**WHAT TO DO:** Can you rewrite only the records from the line with "above contains white" up to and including the final line of the records, reproducing every line in full but raising each bounding-box coordinate by 58?

**DATA LISTING:**

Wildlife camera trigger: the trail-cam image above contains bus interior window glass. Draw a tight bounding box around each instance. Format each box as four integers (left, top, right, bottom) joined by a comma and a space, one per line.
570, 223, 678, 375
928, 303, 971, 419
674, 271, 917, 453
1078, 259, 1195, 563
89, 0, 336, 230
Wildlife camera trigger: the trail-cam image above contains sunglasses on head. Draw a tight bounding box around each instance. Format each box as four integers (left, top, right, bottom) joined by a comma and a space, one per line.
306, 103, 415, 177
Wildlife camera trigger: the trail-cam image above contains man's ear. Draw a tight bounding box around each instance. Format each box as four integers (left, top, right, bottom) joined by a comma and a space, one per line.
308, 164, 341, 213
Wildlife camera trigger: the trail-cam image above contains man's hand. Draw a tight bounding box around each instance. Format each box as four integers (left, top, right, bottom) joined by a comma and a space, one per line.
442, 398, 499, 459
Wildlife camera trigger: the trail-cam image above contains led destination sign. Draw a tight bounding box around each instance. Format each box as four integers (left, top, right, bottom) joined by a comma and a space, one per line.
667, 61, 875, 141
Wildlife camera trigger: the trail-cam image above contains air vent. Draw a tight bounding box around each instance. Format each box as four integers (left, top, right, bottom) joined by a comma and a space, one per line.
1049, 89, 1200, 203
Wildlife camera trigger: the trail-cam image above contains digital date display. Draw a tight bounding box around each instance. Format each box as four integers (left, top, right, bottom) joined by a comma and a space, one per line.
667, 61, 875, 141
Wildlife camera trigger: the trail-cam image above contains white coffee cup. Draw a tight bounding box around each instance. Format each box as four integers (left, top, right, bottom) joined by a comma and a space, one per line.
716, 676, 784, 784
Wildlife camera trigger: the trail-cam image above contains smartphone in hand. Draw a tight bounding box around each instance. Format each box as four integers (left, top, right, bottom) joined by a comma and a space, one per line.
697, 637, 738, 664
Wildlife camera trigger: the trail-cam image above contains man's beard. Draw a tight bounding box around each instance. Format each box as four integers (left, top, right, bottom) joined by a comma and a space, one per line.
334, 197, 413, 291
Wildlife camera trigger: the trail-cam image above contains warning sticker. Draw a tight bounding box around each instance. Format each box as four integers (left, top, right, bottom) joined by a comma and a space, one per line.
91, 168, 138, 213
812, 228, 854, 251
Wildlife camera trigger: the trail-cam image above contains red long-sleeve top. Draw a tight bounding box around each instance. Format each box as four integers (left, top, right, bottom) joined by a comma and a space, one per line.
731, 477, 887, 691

**THE REPLY:**
Wildlife camera trigger: the trail-cam image above contains white coffee cup. Draw a tight bounding box around each instance. Format each box as four integers (left, top, right, bottom) joined by a comma and a space, one per line.
774, 734, 842, 842
Wildlife camera trigger: the trail-cam image above contains smartphone in hand. Draw a tight bounding box around each instance. Format each box as four integers (left, top, right, bottom) joined by a comma and a space, one per line.
755, 695, 796, 722
Wildlife camera trigger: the trail-cam image above contains man's beard. Draw a tight bounding box around each instance. Format each box as four integers (left, top, right, bottom) joined by a comma and a space, one per line.
392, 255, 471, 349
Wildlife camera trigger: the trail-cam image above contains warning sticker. Draw a tight bounding box around each instance. Format each box as four integers (left, top, right, bottom) joined by a comma and a space, one per line.
149, 226, 196, 271
870, 286, 912, 309
Wildlife camera trigger: the trail-cam image above contains red long-sleeve top. Draw a tight bounding box around each instance. Format each box as four integers (left, top, right, bottom) joined by a comma and a space, one per line.
789, 535, 945, 749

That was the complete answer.